[EXERCISE PASSAGE]:
::::
Part H - Various Experiences Elsewhere
58. Measles Outbreak In The Republic of Ireland
It has been reported by the UK DoH that there has been an epidemic of measles in the
Dublin area, and that two children have died:
- One child suffering from malnutrition, other had other complications, so probably
spurious to automatically link deaths to lack of vaccination. Details of cause of death
not known. Also 6 intensive care cases, same lack of information - but see below.
- According to the PHLS of Ireland, the Informed Immunisation Network Dublin and
Eurosurveillance Weekly, the year-2000 outbreak grew thus: by Feb 2000 there were 16
hospitalisations, but 9 were under age of vaccination and 4 vaccinated. Only 3 out of 16
cases were therefore children who had avoided vaccination.
- By June 2000, there were 844 cases, of which 101 were hospitalised. The highest attack
rate was in ages 6-14 months, i.e. under the age of MMR. By end September 2000
there were 1523 cases
- What the UK DoH does not quote about Ireland is numbers of deaths following
vaccination. Any recorded numbers also likely to be underestimate because paediatricians
do not always link with MMR.
::::
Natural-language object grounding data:
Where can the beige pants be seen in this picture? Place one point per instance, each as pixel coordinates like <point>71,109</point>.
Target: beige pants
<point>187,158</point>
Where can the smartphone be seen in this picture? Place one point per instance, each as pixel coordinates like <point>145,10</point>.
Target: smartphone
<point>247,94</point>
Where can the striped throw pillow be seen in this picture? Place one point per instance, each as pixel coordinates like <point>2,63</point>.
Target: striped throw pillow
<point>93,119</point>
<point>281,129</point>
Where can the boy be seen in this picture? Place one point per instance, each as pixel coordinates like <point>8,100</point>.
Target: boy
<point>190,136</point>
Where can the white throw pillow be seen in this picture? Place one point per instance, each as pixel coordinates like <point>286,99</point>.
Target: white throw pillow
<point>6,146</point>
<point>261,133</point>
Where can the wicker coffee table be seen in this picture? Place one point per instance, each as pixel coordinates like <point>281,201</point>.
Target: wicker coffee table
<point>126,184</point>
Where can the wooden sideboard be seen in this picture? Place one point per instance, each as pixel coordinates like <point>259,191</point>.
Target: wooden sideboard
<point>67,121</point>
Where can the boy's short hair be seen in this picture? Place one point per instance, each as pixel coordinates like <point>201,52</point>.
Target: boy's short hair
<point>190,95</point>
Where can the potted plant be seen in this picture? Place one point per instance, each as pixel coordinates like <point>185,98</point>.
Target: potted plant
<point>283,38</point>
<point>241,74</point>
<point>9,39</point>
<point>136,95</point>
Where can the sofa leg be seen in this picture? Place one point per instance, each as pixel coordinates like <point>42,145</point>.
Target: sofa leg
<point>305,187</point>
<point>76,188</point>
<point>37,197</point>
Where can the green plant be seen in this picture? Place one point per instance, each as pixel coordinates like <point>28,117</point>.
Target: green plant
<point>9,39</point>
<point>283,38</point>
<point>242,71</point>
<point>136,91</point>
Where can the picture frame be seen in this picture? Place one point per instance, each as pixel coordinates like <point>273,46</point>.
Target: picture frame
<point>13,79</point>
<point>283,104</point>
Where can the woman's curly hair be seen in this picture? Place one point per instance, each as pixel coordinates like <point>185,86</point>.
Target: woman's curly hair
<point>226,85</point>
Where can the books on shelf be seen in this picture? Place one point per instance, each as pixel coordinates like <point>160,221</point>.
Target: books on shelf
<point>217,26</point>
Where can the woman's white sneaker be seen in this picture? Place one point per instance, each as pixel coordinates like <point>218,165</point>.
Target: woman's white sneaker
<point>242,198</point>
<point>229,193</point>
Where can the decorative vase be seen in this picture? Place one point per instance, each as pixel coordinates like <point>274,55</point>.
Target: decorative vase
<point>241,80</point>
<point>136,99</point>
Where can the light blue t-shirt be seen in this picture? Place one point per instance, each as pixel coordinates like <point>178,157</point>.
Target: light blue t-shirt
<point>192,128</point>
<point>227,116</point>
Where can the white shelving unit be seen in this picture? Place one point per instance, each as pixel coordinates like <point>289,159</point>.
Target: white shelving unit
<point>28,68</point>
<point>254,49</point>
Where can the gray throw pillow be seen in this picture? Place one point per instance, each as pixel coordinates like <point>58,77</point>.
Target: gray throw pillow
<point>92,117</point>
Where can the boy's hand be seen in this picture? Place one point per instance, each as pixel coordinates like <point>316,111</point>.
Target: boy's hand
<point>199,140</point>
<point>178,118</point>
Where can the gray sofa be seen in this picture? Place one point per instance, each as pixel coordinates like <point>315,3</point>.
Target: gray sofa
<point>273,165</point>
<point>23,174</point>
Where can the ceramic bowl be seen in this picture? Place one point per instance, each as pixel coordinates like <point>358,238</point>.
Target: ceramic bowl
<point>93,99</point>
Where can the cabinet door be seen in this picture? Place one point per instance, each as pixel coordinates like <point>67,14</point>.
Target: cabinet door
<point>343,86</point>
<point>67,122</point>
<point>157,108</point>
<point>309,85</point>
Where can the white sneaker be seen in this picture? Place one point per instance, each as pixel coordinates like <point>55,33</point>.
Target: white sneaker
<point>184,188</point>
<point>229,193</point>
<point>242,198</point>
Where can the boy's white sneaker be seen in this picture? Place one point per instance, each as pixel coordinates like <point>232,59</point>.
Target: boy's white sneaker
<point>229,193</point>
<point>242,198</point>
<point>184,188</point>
::::
[TASK REQUIREMENTS]:
1. Could you copy the measles outbreak passage word for word from "Part H - Various" to "but see below."?
2. Could you carry the measles outbreak passage on from its final sentence?
This listing is separate material and has no connection to the measles outbreak passage.

[RESULTS IN ORDER]:
1.
Part H - Various Experiences Elsewhere
58. Measles Outbreak In The Republic of Ireland
It has been reported by the UK DoH that there has been an epidemic of measles in the
Dublin area, and that two children have died:
- One child suffering from malnutrition, other had other complications, so probably
spurious to automatically link deaths to lack of vaccination. Details of cause of death
not known. Also 6 intensive care cases, same lack of information - but see below.

2.
Autism is reported as rising sharply in Ireland. A survey of Cork found 33 cases in a
population of just 13,000 (source: Ms. Miriam Twomey, Chairwoman of the Hope Project,
Cork). The children had generally become autistic before the age of two years, and
following vaccination.
59. MMR In Japan
The DoH has asserted that Japan doesnt use MMR and the consequence has been 69
deaths from measles. The UK Channel 4 News and the UK Daily Mail checked out the facts, on
29/01/01 and 7/2/01 respectively:
- In 1989, for four years, MMR was recommended. Then evidence of side effects built up
(research done by Sunshuke Fuji?). More than 1000 children suffered side-effects. Of 3,969
medical claims for damage, over 30 years, 25% were for MMR in these 4 years. By 1993, 1.8m
children had received MMR. Adverse reactions included non-viral meningitis, damaged
hearing, blindness, loss of control of limbs, death (3), but no info on autism (link not
suspected at that time)
- Doctors now give separate injections, and no boosters. Public confidence badly damaged,
vaccination rates lowered as consequence.
- Sunshuke accepts that between 1994 and 1998 there were 4,500 cases of measles and 69
deaths, but such levels of deaths were the case in MMR era too. Daily Mail quotes 94
deaths from measles in 5 years. Measles cases 1994-98 were mainly in the under-ones, and
these would not have had MMR anyway, as they were too young.
- Analysis of MMR over three months showed 1/900 children having problems. Japan then
switched to another make of MMR, but adverse reaction rate remained high at 1/1755.
- UK DoH quoting Japan case as "dire warning of what happens if you shun MMR"
is irrelevant and inaccurate. Real warning is that Japan shows what happens if you betray
trust of parents, by using unsafe product, and take-up (even of single vaccines) falls as
consequence.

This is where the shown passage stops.